_Source document_

Marking Time highlights one of the more than 2,500 markers that have been installed throughout the state since 1914 as part of the Pennsylvania Historical Marker Program, operated by PHMC's State Historic Preservation Office.

Located in Westtown Township, Chester County, Camp Elder was a holding facility for the Union’s paroled Prisoners of War (POWs) from mid-July to August 1863. Because of logistical problems associated with holding enemy prisoners during the American Civil War both Union and Confederate armies issued hundreds of thousands of paroles to soldiers captured in battle. Terms of this practice were officially established by the Dix-Hill Cartel, an agreement formed by Union Army negotiator Major General John A. Dix and Confederate Major General D. H. Hill in July 1862. Some paroled soldiers were sent to camps overseen by their own armies where they would wait until notified they had been exchanged for soldiers from the opposition. At that point they were returned to their regiments for duty. Other parolees were simply sent home on the honor system that they would not return to the battlefront nor engage in military activities until informed of their exchange. After the July 1-3, 1863, Battle of Gettysburg more than 5,300 Union soldiers had been captured by Southern forces. The Confederates immediately offered a mass parole to these prisoners. The primary camp that had been established to hold paroled POWs was appropriately named Camp Parole in Annapolis, Md. This camp was not prepared to accommodate the large number of troops paroled at Gettysburg so other makeshift camps had to be hastily established.

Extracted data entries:
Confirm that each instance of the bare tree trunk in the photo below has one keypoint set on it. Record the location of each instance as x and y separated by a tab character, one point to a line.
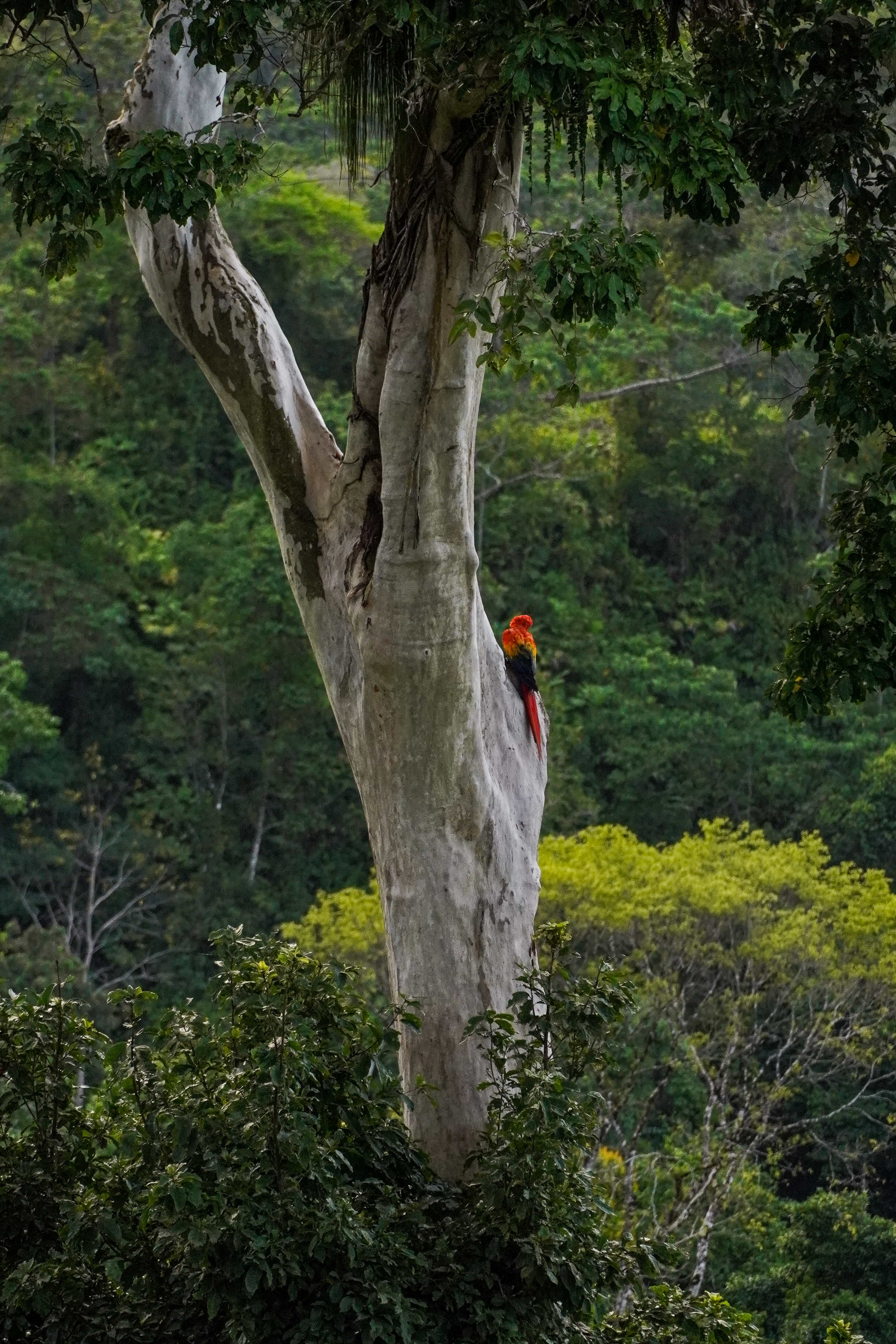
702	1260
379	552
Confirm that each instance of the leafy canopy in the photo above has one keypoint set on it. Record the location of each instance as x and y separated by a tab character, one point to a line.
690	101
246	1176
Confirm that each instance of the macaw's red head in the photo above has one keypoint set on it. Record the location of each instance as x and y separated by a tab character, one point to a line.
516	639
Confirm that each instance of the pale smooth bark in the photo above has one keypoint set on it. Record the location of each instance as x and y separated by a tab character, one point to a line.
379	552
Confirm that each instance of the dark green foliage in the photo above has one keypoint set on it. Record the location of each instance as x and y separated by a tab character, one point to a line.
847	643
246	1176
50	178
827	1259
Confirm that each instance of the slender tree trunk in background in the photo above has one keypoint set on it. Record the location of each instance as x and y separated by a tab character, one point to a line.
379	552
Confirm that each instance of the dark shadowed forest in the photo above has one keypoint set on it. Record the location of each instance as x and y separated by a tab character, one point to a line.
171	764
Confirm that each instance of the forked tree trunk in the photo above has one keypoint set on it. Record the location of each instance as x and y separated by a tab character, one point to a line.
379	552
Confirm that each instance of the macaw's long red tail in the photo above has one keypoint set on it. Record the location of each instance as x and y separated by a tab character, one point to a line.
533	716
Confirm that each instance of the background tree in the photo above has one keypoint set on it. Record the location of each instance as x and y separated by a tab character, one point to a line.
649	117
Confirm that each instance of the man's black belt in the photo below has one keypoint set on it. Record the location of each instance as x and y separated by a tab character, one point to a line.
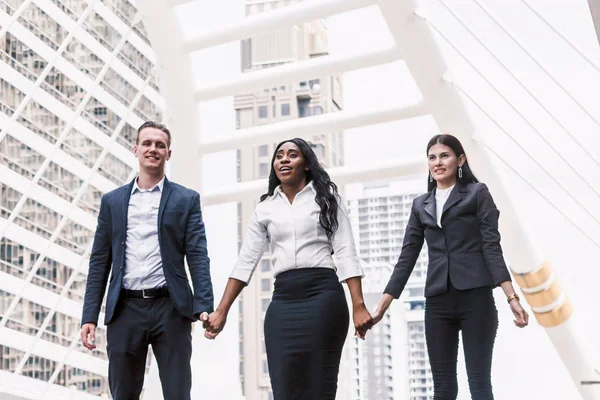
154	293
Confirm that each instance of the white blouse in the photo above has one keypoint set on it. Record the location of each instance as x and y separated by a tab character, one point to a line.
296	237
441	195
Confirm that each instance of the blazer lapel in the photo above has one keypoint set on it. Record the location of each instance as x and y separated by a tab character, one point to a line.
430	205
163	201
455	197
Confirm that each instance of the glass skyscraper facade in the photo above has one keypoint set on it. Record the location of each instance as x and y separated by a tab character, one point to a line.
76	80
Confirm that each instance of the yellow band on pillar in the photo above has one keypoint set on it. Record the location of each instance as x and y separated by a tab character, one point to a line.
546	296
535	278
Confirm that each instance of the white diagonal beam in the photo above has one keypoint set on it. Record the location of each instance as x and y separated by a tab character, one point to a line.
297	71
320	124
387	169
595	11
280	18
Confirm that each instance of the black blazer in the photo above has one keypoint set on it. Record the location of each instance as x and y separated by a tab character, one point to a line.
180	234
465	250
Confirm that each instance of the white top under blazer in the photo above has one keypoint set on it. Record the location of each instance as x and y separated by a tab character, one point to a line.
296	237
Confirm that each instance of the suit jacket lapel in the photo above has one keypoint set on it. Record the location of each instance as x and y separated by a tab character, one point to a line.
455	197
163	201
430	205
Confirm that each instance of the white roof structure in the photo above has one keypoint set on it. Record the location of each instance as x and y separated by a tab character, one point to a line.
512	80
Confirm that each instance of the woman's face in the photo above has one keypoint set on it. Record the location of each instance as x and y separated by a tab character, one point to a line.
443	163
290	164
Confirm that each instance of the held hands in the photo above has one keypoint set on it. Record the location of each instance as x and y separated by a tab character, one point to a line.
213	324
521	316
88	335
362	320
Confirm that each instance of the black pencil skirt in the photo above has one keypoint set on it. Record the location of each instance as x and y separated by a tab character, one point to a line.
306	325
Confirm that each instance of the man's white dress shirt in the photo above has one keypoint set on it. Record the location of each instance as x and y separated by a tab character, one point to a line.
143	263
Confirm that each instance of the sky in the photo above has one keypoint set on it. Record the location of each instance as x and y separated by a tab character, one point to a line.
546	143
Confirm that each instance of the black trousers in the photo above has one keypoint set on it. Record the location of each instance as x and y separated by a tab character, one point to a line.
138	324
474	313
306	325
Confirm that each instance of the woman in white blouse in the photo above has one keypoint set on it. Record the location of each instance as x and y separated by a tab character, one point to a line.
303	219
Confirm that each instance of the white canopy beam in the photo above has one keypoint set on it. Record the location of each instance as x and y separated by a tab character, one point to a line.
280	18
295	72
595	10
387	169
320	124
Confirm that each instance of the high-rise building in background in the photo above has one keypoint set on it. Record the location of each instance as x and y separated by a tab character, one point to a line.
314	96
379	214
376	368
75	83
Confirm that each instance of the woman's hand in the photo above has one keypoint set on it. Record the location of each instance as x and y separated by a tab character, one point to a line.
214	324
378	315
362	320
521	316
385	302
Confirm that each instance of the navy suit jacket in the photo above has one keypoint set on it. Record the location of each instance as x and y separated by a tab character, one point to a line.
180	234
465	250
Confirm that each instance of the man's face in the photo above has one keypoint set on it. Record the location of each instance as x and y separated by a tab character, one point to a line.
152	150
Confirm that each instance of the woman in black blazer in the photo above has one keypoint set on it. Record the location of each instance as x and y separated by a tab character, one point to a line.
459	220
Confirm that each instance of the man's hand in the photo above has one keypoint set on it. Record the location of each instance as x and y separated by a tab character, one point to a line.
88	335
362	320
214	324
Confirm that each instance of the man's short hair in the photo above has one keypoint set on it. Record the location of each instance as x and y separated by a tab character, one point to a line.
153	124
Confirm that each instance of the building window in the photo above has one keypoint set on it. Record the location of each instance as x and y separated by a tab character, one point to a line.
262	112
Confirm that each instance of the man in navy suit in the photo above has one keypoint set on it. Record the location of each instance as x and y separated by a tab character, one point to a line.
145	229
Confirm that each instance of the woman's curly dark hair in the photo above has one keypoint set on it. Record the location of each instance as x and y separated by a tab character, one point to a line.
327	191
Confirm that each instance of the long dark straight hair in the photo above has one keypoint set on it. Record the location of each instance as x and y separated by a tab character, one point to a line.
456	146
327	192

---

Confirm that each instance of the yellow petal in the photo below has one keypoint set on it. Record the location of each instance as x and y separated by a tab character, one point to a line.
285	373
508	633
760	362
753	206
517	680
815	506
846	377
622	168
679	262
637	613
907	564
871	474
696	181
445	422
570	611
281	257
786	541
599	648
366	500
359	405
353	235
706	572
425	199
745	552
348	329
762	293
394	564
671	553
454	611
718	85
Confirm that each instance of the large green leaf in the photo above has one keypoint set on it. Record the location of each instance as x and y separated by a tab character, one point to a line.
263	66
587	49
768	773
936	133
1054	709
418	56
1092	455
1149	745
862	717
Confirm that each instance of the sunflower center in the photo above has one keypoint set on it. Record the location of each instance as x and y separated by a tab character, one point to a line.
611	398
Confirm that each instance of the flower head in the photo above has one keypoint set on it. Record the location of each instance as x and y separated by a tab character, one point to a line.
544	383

==

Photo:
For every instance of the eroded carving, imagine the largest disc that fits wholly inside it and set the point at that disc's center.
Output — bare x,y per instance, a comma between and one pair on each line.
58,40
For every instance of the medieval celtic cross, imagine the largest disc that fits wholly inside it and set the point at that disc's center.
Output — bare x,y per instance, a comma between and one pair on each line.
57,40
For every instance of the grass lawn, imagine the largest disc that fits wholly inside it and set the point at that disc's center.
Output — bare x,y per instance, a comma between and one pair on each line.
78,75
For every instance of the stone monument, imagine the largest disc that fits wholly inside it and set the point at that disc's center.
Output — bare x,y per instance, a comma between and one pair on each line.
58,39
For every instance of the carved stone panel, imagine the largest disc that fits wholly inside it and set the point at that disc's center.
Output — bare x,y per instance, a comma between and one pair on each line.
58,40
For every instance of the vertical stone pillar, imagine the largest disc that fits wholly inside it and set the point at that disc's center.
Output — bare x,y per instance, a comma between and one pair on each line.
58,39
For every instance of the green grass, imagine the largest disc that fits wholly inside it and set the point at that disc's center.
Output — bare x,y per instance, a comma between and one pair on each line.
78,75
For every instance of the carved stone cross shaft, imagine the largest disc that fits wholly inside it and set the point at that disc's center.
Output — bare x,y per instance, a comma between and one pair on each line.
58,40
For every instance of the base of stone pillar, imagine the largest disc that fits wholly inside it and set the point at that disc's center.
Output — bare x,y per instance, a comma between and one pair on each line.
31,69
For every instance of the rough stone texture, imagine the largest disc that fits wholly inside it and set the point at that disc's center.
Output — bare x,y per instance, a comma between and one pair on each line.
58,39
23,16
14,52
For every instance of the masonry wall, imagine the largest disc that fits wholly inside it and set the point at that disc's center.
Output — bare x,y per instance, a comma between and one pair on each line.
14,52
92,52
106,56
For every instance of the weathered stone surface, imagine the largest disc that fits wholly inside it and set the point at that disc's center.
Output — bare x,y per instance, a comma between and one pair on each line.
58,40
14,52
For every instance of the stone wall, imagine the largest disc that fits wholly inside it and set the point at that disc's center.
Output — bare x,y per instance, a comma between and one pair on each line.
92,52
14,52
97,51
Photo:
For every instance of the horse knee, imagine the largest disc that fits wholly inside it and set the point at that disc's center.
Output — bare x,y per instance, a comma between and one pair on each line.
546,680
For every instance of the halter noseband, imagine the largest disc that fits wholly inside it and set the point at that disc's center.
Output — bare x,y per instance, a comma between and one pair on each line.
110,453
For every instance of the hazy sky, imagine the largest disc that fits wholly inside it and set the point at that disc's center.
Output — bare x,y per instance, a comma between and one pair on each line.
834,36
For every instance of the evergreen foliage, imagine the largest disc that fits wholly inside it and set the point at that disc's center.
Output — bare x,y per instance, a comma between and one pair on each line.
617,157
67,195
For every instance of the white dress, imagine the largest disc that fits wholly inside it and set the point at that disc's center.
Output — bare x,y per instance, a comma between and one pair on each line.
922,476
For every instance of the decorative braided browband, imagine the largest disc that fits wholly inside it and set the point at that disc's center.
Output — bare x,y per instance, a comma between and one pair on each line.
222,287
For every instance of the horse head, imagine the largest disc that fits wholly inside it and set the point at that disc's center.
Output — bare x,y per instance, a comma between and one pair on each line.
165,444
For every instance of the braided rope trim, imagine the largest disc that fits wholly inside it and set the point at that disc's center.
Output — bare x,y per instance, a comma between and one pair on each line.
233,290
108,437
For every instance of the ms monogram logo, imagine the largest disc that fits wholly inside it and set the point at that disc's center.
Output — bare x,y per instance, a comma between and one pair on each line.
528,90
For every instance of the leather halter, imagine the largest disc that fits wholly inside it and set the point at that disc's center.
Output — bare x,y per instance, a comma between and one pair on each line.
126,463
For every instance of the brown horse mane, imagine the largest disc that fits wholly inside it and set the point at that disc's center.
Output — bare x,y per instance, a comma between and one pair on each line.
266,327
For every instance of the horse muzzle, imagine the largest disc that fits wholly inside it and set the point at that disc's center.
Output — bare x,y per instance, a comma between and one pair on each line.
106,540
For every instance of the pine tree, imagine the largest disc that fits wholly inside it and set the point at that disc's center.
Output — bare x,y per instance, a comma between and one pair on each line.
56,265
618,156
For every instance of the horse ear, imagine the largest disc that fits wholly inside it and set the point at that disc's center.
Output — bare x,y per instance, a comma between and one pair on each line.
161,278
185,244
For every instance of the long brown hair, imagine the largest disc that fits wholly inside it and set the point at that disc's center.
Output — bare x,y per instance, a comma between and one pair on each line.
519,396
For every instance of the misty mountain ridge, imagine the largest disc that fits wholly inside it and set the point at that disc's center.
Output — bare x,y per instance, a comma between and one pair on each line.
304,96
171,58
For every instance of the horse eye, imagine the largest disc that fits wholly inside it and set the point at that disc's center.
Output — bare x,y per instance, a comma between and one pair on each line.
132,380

_Task description_
Write the next part of the Camp Elder article, picking up right after its final sentence. The listing is separate material with no tie to the Camp Elder article.

_Exercise result_
Camp Elder had been designated as a site for a training camp for United States Colored Troops earlier in 1863. Captain James Elder had toured the area and selected a tract of Enoch Williams’s farm in Westtown Township. Due to slow results of recruiting efforts and the large number of paroled Union POWs following the bloodshed at Gettysburg, the land was repurposed for a paroled POW camp. No barracks had been constructed, nor provisions made, for the influx of approximately 1,500 troops. There had been no notification that these troops were being sent to the area, and citizens in nearby communities scrambled to make accommodations for the men. Some residents opened their homes to officers and badly injured soldiers. A makeshift hospital was set up in a school gymnasium and a local doctor treated the wounded. Many women provided food and supplies or assisted with the care of the maimed.

Several companies of emergency militia from Philadelphia and Delaware Counties were dispatched to Camp Elder to guard the “prisoners.” While this unseasoned security detail caused some resentment among the soldiers, the arrangement turned out to be satisfactory. Because the guards were part of the Union Army they tended to be lax. Many detainees considered their time at Camp Elder a welcome break from the brutal warfare they had endured. A number of imprisoned soldiers left the camp to work in nearby farmers’ fields, visit their wounded comrades or socialize with residents of the community. Several romances began that resulted in marriages after the end of the war. Several POWs corresponded with local residents for many years following the war and, in some cases, returned to Chester County to renew old acquaintances. Dozens of the wounded and sick died at Camp Elder and were buried in West Chester’s Green Mount Cemetery. The camp remained in operation for little more than a month until the federal government determined the Confederates did not follow proper procedures when issuing battlefield paroles and declared them void. The soldiers quickly returned to active duty with their former regiments.

The Pennsylvania Historical and Museum Commission and the Brandywine Valley Civil War Roundtable dedicated a state historical marker for Camp Elder Civil War Paroled POW Camp in September 2013. Highlights of the event included a parade by the Bayard Rustin High School Marching Band, musical selections from the Civil War period performed by the 69th Pennsylvania Regimental Irish Band, and presentation of the colors and musket volley by a color guard of Civil War reenactors.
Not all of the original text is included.